= Instructions to follow =
Give the listing again, word for word.

= Data records =
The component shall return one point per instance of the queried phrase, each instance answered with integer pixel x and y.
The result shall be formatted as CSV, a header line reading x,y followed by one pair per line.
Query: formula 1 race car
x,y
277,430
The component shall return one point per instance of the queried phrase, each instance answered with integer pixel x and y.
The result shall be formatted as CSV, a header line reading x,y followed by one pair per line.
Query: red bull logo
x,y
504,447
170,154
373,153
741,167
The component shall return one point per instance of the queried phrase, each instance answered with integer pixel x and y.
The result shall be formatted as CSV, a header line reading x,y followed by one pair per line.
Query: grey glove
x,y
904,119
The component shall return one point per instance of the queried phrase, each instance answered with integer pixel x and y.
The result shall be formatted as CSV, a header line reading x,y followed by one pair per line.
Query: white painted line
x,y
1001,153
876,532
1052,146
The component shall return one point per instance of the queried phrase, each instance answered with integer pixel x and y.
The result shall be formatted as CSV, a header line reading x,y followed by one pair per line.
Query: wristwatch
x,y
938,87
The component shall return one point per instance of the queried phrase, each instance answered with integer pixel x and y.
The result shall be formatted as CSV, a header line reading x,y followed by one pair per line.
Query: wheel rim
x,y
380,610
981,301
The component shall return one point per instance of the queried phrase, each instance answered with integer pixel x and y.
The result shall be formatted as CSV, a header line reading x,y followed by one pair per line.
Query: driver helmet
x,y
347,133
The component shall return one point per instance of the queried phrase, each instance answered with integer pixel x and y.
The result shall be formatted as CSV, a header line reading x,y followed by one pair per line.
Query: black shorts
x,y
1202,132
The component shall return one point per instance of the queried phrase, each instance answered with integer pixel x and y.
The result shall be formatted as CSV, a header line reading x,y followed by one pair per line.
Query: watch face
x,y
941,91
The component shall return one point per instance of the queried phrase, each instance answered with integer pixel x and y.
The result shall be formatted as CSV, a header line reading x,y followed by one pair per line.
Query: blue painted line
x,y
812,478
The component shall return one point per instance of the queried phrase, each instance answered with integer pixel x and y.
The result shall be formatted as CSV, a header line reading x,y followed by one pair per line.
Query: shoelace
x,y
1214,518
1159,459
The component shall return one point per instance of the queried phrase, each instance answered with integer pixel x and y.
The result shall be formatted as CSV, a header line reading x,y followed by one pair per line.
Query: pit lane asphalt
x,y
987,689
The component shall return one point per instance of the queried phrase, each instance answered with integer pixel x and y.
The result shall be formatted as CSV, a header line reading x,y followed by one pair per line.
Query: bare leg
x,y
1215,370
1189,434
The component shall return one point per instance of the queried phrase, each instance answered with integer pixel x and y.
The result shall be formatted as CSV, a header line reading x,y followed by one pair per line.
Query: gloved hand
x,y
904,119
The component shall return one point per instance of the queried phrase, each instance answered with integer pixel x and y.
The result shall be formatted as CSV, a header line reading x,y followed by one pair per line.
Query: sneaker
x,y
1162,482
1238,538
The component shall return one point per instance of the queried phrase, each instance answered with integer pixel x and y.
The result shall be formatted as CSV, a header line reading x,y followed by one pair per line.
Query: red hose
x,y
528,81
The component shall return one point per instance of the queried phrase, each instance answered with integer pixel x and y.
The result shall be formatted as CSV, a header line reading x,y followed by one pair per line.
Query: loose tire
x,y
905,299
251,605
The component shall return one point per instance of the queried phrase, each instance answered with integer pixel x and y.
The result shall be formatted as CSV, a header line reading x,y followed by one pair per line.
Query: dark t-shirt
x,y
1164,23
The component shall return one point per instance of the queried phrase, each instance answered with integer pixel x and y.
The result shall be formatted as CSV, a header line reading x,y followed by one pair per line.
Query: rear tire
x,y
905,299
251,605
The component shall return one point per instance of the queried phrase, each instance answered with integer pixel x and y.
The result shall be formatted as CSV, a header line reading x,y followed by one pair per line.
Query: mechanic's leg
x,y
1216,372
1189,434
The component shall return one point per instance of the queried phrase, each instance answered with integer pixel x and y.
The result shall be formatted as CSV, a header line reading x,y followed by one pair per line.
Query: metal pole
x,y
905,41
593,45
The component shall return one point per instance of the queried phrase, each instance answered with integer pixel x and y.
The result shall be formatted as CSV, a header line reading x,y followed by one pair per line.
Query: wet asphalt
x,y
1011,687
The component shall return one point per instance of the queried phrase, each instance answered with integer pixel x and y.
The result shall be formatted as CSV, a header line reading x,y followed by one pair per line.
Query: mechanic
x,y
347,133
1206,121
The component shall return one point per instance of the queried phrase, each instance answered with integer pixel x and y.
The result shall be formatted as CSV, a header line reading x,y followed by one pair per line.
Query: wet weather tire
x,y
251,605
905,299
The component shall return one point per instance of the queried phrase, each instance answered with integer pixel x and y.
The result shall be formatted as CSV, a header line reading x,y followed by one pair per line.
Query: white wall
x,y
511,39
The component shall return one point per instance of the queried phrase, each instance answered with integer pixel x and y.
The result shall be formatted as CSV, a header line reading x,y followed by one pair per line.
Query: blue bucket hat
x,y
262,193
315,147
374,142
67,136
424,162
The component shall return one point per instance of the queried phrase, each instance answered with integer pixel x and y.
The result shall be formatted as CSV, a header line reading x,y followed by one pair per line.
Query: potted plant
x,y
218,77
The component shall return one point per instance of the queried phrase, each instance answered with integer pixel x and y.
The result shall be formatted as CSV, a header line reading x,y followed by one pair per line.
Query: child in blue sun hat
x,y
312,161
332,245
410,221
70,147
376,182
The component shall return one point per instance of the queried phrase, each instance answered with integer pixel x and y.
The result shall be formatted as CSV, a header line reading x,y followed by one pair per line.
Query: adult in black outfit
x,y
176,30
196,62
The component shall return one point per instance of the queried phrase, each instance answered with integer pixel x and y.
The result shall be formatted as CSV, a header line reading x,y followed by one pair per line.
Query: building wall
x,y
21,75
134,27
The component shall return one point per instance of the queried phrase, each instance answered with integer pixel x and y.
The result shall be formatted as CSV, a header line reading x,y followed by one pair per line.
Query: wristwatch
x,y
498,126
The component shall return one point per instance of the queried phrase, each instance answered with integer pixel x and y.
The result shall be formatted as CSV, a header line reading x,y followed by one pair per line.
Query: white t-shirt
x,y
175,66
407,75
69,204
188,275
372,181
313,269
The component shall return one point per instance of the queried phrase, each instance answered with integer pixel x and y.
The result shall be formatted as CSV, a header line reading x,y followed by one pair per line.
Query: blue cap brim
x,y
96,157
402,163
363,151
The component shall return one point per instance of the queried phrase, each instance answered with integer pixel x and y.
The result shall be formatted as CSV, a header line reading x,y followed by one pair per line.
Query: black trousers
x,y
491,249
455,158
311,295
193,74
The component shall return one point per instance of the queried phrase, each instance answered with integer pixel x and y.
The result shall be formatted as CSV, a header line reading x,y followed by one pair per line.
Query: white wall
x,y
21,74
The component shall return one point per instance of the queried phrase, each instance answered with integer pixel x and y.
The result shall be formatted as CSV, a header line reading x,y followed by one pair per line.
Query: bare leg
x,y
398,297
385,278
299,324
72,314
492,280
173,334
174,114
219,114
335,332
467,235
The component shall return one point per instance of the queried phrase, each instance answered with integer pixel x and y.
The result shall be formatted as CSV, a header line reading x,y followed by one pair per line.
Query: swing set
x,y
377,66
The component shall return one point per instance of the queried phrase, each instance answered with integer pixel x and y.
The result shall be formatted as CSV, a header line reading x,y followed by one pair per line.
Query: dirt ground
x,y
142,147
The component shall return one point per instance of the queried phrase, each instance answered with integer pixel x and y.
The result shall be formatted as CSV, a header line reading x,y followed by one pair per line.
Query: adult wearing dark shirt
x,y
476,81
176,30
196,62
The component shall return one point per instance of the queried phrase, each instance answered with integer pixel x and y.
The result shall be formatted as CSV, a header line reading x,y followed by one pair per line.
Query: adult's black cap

= Answer to the problem =
The component shall return one point per instance of the queried phrase, each instance answered with integer pixel x and y.
The result shall be formatted as CSV, a header line reading x,y followed by one pair per line.
Query: formula 1 race car
x,y
277,430
The component shall return one point per instance of the queried phrase, each instance answered with integer pixel x and y.
The result shall be formatted as CSV, a header line reading x,y followed by one pair per line.
Query: red bull logo
x,y
504,447
170,154
373,153
741,167
The component shall return one point per instance of the queried phrase, each instance answered with integer pixel x and y.
The result shall be formatted as CSV, a header line reading x,y followed by one pair per line.
Query: grey glove
x,y
904,119
The component shall return one point per instance of the queried phrase, each instance answered with integer pixel x and y.
The result shall be formatted as CSV, a header line reading x,y followed by one pair per line.
Query: white painted line
x,y
1001,153
876,532
1052,146
The component shall return one point per instance of the queried phrase, each instance answered with integer pixel x and y.
The result shall be formatted as CSV, a header line reading x,y followed by one pair per line.
Query: wristwatch
x,y
938,87
The component shall return one point per instance of the queried phrase, each instance answered with integer pixel x and y.
The result shall be formatted as CSV, a header line reading x,y followed by one pair per line.
Query: wheel rim
x,y
380,610
981,301
The component shall return one point per instance of the queried phrase, each instance answered with integer pixel x and y.
The result shall be formatted as CSV, a header line reading x,y followed by one pair per line.
Query: driver helmet
x,y
347,133
The component shall return one point per instance of the queried phrase, each instance answered with integer pixel x and y.
The result shall be formatted as CSV, a header line reading x,y followed by one pair per line.
Query: black shorts
x,y
1202,132
The component shall return one point per instance of the queried phrase, each instance answered with integer pixel x and y.
The result shall be formatted as CSV, a header line reading x,y followed by one pair per line.
Query: watch face
x,y
941,91
The component shall return one point per instance of the queried phrase, each instance answered with integer pixel x and y.
The result shall be formatted as CSV, a header line reading x,y followed by one pair per line.
Query: blue painted line
x,y
812,478
The component shall return one point per instance of the queried phrase, each instance answered with integer pixel x and y.
The result shall be formatted as CSV, a header line reading x,y followed by one pair per line.
Query: shoelace
x,y
1214,518
1159,459
The component shall return one point per instance of the queried phrase, each instance answered with integer pixel x and y.
The result shall be formatted as CSV, a header line reading x,y followed by one pair per line.
Query: pit lane asphalt
x,y
987,689
The component shall return one point per instance of the queried phrase, each instance answered with integer pixel x and y.
The result shall be formatted as CSV, a header line reading x,y followed by one pair per line.
Query: bare leg
x,y
1215,370
1189,434
The component shall return one point per instance of the queried phrase, each instance answered with integer pixel x and y.
The result shall be formatted as CSV, a header line reading x,y followed by one pair per line.
Query: gloved hand
x,y
904,119
The component shall return one point per instance of the queried phrase, each instance answered with integer pixel x and y.
The result shall be formatted as CSV, a header line reading x,y followed by one pair per line.
Query: sneaker
x,y
1162,482
1238,538
The component shall return one point per instance of the queried phrase, each instance answered with integer pixel x and y.
The result shall be formatted as CSV, a header line reading x,y followed by one pair per line.
Query: red hose
x,y
528,81
The component shall return one point per instance of the queried phrase, each instance answered with integer pixel x and y.
The result shall be formatted as CSV, a header line reading x,y followed by one pair per line.
Query: loose tire
x,y
905,299
251,605
The component shall return one point per instance of the queried phrase, each instance answered with integer pixel x and y.
The result shall be formatted as CSV, a header line reading x,y followed by one pair per line.
Query: dark t-shirt
x,y
1164,23
The component shall return one point per instance of the queried phrase, each instance answered with integer pixel x and y.
The result shall be formatted as CSV, a header line reading x,y followed by one pair per line.
Query: rear tire
x,y
905,299
251,605
The component shall return one point per instance of the queried phrase, each instance answered with integer pixel x and y.
The result shall be formatted as CSV, a header line reading x,y followed by one pair per line.
Query: mechanic's leg
x,y
1216,372
1189,434
The component shall return one point per instance of the queried phrase, each instance answered with integer pixel x and y.
The result shall be formatted as CSV, a header line reading x,y followed by one pair per line.
Query: metal pole
x,y
905,41
593,45
The component shall return one point per instance of the queried phrase, each instance answered with integer pixel x and y.
The result shall be formatted as CSV, a header line reading x,y followed by one pair per line.
Query: wet asphalt
x,y
1011,687
The component shall return one point per instance of the queried phrase, each instance answered with integer pixel x and y.
The result shall be formatted as CSV, a header line reading x,y followed by one pair per line.
Query: mechanic
x,y
347,133
1206,121
The component shall return one point per instance of the queried phrase, each instance answered with integer pixel x and y.
The result shall be formatted as CSV, a header line reading x,y followed by one pair per line.
Query: wet weather tire
x,y
251,605
905,299
The component shall return one point per instance of the queried phrase, each instance answered with integer pixel x and y.
The result shall be formatted as CSV, a header line reading x,y followed by one pair per line.
Query: white wall
x,y
511,39
The component shall return one point per instance of the queried phrase, each instance answered with integer pixel x and y.
The result shall be formatted as CSV, a header line reading x,y followed by one pair per line.
Query: blue bucket hat
x,y
262,193
315,147
374,142
67,136
424,162
The component shall return one point per instance of the queried phrase, each instance answered with integer pixel x and y.
The result shall be formatted as CSV, a header line reading x,y followed by one pair per line.
Query: potted plant
x,y
218,77
The component shall return one point per instance of the queried phrase, each instance answered with integer pixel x and y.
The result shall be formatted as CSV, a header line reading x,y followed by one pair per line.
Query: child in blue sun hat
x,y
312,161
332,245
410,221
70,147
376,182
The component shall return one point per instance of the queried phrase, each instance answered with integer pixel x and y.
The result shall be formatted as CSV, a header line reading x,y followed by one pair per line.
Query: adult in black outfit
x,y
176,30
196,62
The component shall return one point per instance of the queried phrase, each instance answered with integer pixel x and y.
The result shall be formatted as CSV, a header line reading x,y followed by one pair per line.
Query: building wall
x,y
21,75
134,27
The component shall return one point per instance of the queried phrase, each instance answered with integer pixel x and y.
The result shall be formatted as CSV, a header line reading x,y followed by one pair per line.
Query: wristwatch
x,y
498,126
The component shall return one point per instance of the queried phrase, each instance answered with integer pixel x and y.
The result shall be formatted as CSV, a header line reading x,y followed by one pair per line.
Query: white t-shirt
x,y
175,66
407,75
69,204
188,275
372,181
313,269
The component shall return one point per instance of the queried phrase, each instance answered with integer pixel x and y.
The result shall be formatted as CSV, a header line reading x,y followed by one pair per line.
Query: blue cap brim
x,y
96,157
402,163
363,151
The component shall return one point per instance of the queried phrase, each instance answered with integer pixel x and y.
The result shall be formatted as CSV, a header line reading x,y followed by one pair per line.
Query: black trousers
x,y
491,249
455,158
311,295
193,74
The component shall return one point per instance of the queried phrase, each instance answered with integer pixel x and y.
The result shall be formatted as CSV, a header line reading x,y followed by one pair per line.
Query: white wall
x,y
21,74
The component shall return one point per instance of the queried phrase, each instance answered with integer pixel x and y.
The result shall be formatted as CSV, a header line reading x,y followed by one pair per line.
Query: bare leg
x,y
398,297
385,278
299,324
72,314
492,280
173,334
174,114
219,114
335,332
467,235
The component shall return one point per instance of the queried phrase, each instance answered with integer pixel x and y.
The result shall be formatted as CSV, a header line reading x,y followed by one pair per line.
Query: swing set
x,y
377,66
The component shall return one point per instance of the queried phrase, each instance answered with integer pixel x and y.
The result shall be formatted as CSV, a header line reading x,y followed by one pair per line.
Query: dirt ground
x,y
142,147
The component shall return one point per instance of the queried phrase, each instance answered with integer pixel x and y.
The result shall be formatted as CSV, a header line reading x,y followed by one pair per line.
Query: adult wearing dark shirt
x,y
476,81
176,30
196,62
The component shall return one point per instance of the queried phrase, each instance answered with integer pixel x and y.
The result shall be formatted as CSV, a header line reading x,y followed by one pair per line.
Query: adult's black cap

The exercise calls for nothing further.